• WHAT YOU NEED TO DO:
1 > According to the passage on music dictionaries, who was the general editor of the revised edition of MGG whose publication began in 1994?
2 > Write the next part of the passage on music dictionaries, starting after its final sentence.

• PROVIDED TEXT:
+---+

The growth of scholarly work in areas such as medieval music and musical analysis was reflected in the quality and scope of entries, and lists of works for composers – especially those for major figures – were particularly detailed and methodical. Another area in which The New Grove broke new ground was ethnomusicology, with an array of articles that presented important scholarly work on music about which information was otherwise difficult to find. This did much to emphasize the avowed quest for a dictionary of this size to have more outward-looking comprehensiveness than had previously been the case.
Written by a large team of experts, The New Grove aimed for a helpful consistency of presentation rather than for a numbing uniformity. The result was that it included many articles which belied the notion that stern objectivity was the only substitute for the more capricious work of single-author dictionaries. The range and number of illustrations were also greatly expanded. But the publication of this dictionary marked only the start of what was almost certainly the most sustained and productive lexicographical endeavour in music during the 20th century. The continuing process of revision and addition that followed the initial publication of The New Grove resulted in an important series of specialist dictionaries devoted to musical instruments (1984), to American music and musicians (1986), to jazz (1988), to opera (1992) and to women composers (1995). These were derived only in part from the parent dictionary, with a particularly high proportion of completely new entries commissioned for The New Grove Dictionary of Opera and The New Grove Dictionary of Women Composers. In turn, these specialized works fuelled the revision process for the greatly expanded coverage of the second edition of The New Grove. This continous process of revision, refinement and expansion has been an innovatory and certainly very fruitful one, drawing on the information-gathering resources and the editorial expertise of an encyclopedic music dictionary in order to produce more sharply focussed publications, which are then able to form part of the basis for the subsequent revision and enhancement of the larger work.
In 1994 publication started of a completely revised edition of MGG. Under the general editorship of Ludwig Finscher, the new edition was organized entirely differently from the first edition, not as a single alphabetical sequence, but along the more schematic lines of the Riemann Lexikon, with explicit divisions into a Sachteil (dealing with terms, concepts, places, institutions and the like) and a Personenteil (dealing with individuals). The number of entries was considerably increased from the first edition, the majority of articles were completely new or extensively revised, and the volumes were generously illustrated, including the use of colour plates. The work is an magnificent monument to musicological writing in German, and publication has ensured the continuing importance of the dictionary, which was partially eclipsed after publication of The New Grove. Moreover, the physical appearance is less forbidding than that of the original MGG, with the welcome result that the dictionary is also much easier to use. In 1978–9 the Brockhaus-Riemann-Musiklexikon appeared, edited by Carl Dahlhaus and H.H. Eggebrecht; it was followed by a second edition in 1995.

+---+

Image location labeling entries

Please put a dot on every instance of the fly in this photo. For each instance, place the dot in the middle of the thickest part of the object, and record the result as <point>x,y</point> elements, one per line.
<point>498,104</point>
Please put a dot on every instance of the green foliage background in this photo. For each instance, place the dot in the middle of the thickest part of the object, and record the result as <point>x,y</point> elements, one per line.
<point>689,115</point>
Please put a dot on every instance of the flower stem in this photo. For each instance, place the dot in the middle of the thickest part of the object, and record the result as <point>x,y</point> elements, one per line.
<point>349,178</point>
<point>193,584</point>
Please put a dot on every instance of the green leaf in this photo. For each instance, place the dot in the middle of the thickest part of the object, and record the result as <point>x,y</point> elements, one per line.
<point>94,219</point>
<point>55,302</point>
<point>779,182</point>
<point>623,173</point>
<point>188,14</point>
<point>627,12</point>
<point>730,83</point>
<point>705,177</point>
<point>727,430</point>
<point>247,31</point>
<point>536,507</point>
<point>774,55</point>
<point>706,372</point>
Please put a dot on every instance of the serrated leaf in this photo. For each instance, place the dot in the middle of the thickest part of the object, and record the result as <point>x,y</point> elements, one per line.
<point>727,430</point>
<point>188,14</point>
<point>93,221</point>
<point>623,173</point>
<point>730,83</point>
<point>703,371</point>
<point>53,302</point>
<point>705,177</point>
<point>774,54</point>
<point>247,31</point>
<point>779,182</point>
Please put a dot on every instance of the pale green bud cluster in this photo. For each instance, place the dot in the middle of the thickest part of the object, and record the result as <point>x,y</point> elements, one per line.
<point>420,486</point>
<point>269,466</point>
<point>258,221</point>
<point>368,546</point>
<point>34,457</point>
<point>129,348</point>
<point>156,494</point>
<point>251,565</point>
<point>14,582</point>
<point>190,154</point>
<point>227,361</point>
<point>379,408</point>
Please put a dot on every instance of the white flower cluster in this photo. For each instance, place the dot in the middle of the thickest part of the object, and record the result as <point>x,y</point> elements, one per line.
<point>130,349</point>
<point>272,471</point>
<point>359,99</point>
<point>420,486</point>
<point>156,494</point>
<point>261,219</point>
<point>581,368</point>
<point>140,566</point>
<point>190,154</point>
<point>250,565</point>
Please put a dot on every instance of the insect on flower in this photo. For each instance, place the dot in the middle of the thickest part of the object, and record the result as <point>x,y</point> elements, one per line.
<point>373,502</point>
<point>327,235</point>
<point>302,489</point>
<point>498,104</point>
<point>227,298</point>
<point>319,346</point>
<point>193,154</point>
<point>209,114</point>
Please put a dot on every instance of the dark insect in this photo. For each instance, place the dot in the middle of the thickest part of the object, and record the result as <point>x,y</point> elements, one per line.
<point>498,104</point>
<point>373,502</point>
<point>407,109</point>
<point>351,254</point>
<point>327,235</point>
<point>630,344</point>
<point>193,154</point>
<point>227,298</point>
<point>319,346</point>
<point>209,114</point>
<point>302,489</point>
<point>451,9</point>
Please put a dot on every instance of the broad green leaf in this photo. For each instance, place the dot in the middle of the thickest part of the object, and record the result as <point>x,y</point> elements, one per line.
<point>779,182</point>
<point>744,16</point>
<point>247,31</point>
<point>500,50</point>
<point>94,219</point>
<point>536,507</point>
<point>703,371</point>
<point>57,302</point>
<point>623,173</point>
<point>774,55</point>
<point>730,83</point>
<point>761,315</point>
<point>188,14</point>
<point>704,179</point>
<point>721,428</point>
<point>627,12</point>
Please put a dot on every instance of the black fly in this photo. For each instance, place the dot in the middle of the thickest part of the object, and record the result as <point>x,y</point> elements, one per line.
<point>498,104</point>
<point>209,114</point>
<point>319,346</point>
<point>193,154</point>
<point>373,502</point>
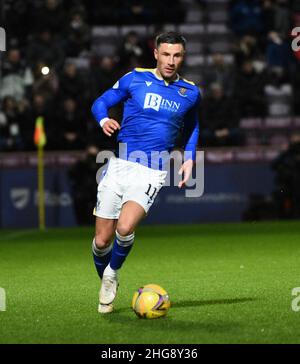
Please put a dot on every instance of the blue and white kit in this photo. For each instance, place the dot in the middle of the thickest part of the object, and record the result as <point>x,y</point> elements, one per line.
<point>154,112</point>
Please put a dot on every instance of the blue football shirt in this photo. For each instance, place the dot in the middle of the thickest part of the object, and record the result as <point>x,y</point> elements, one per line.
<point>154,112</point>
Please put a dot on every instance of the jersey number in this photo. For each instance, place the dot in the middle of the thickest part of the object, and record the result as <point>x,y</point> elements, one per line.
<point>149,191</point>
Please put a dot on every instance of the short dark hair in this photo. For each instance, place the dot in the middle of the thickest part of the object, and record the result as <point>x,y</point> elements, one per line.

+---+

• WRITTEN RESPONSES:
1 > Ludwig Finscher

2 >
Italy and France, too, have remained important centres for musical lexicography. In Italy, the most important recent contribution is the eight-volume Dizionario enciclopedico universale della musica e dei musicisti (Turin, 1983–90), divided Riemann-like into two parts, ‘Il lessico’ and ‘Le biografie’. In France, the most significant modern dictionary is the more compact Dictionnaire de la musique (1970, with later revisions), edited by Marc Honegger, which includes some interesting autobiographical entries such as that contributed by Messiaen on his life and works. This is an unusual feature, seldom encountered in recent dictionaries.
The rapid and bewildering growth of information technology has formidable implications for any major work of reference. It is probable that most current music dictionaries will be available on-line to subscribers in the near future (some, such as The New Grove Dictionary of Opera and the second edition of The New Grove are already accessible in this form), allowing for frequent updating as well as for various kinds of searches, some of them highly sophisticated. However, notwithstanding the considerable value of electronic publication, and the astonishing speed of development in this area, it had by 2000 not yet threatened to supplant the publication of reference works in hard covers, and reports of the demise of the printed book still seemed premature.
The work of the lone compiler has come more and more to be limited to the production of ‘concise’, ‘brief’ and ‘pocket’ encyclopedias, most of them highly derivative, distinguished mainly by their convenient size and price. The amount of information now available for inclusion in a music encyclopedia probably discourages heroic, single-handed compilations like those of Riemann, Scholes and Moser in the recent past, and of Walther, Rousseau, Gerber, Fétis and Burney in earlier times, although Slonimsky's revisions of Baker are notable (and often compellingly readable) exceptions. Scholes's great monument, The Oxford Companion to Music, was completely revised under the editorship of Denis Arnold and published in two volumes as The New Oxford Companion to Music in 1983. Scholes's original work remains an immensely entertaining source of information, full of delightful surprises, but the revised version is a scholarly multi-author dictionary which is still usefully compact. Oxford have continued to update their other music dictionaries, and the single-author tradition is gallantly maintained in the firm's list by Michael Kennedy's New Oxford Dictionary of Music.
Dictionaries & encyclopedias of music, §III, 3: After 1835
Few among the modern works included in this category match the importance or influence of the illustrious dictionaries of terms published before 1835 by Tinctoris, Rousseau, Janovka, Brossard or Koch. Even the most distinguished among them are decidedly eclectic, remarkable primarily for their compiler's good sense in choosing worthy forebears and then paraphrasing them accurately, or elegantly.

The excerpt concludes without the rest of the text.